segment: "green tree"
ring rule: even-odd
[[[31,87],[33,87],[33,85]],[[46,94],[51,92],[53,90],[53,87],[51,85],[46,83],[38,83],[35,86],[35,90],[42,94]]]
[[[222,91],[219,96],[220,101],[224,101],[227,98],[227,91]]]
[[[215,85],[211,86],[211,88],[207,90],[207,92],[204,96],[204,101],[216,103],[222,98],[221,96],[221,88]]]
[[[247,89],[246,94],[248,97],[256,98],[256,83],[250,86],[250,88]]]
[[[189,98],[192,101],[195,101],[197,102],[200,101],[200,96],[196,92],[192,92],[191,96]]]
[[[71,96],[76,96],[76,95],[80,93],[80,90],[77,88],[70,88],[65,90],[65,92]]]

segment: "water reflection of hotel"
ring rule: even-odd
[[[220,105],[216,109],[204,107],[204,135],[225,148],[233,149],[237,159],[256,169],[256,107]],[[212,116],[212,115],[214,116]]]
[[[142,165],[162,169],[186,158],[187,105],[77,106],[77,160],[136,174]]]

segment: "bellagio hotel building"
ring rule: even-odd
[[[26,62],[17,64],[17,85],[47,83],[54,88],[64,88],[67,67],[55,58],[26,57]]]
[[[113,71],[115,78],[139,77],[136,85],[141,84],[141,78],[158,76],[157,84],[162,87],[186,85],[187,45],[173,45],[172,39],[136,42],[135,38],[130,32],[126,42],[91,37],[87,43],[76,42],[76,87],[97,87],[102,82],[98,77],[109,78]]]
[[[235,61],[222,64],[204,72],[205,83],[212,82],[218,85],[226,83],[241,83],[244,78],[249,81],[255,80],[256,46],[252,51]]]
-=-=-
Output the entire listing above verbatim, with every line unchanged and in its original order.

§ The result
segment: "green tree"
ring rule: even-odd
[[[31,87],[33,87],[33,85]],[[46,94],[51,92],[53,90],[53,87],[51,85],[46,83],[38,83],[35,86],[35,90],[42,94]]]
[[[222,91],[219,96],[220,101],[224,101],[227,98],[227,91]]]
[[[215,85],[211,86],[211,88],[207,90],[207,92],[204,96],[204,101],[216,103],[222,98],[221,96],[221,88]]]
[[[247,89],[246,94],[248,97],[256,98],[256,83],[250,86],[250,88]]]
[[[189,98],[192,101],[195,101],[197,102],[200,101],[200,96],[196,92],[192,92],[191,96]]]
[[[71,96],[76,96],[76,95],[80,93],[80,90],[77,88],[70,88],[65,90],[65,92]]]

segment: "water reflection of hotel"
ring rule: even-odd
[[[220,105],[216,109],[204,107],[204,135],[225,148],[233,149],[237,159],[256,169],[256,107]],[[212,116],[212,115],[214,116]]]
[[[142,165],[162,169],[186,158],[187,105],[77,106],[77,160],[136,174]]]

segment: "bellagio hotel building"
ring rule: even-odd
[[[26,62],[17,64],[17,85],[47,83],[54,88],[64,88],[67,67],[55,58],[26,57]]]
[[[113,71],[115,78],[139,77],[136,85],[141,84],[141,78],[158,76],[157,84],[162,87],[186,85],[187,45],[173,45],[172,39],[136,42],[135,38],[130,32],[126,42],[91,37],[87,43],[76,42],[76,87],[97,87],[102,82],[98,77],[109,78]]]
[[[235,61],[222,64],[204,72],[205,83],[212,82],[218,85],[226,83],[241,83],[244,78],[249,81],[255,80],[256,46],[252,51]]]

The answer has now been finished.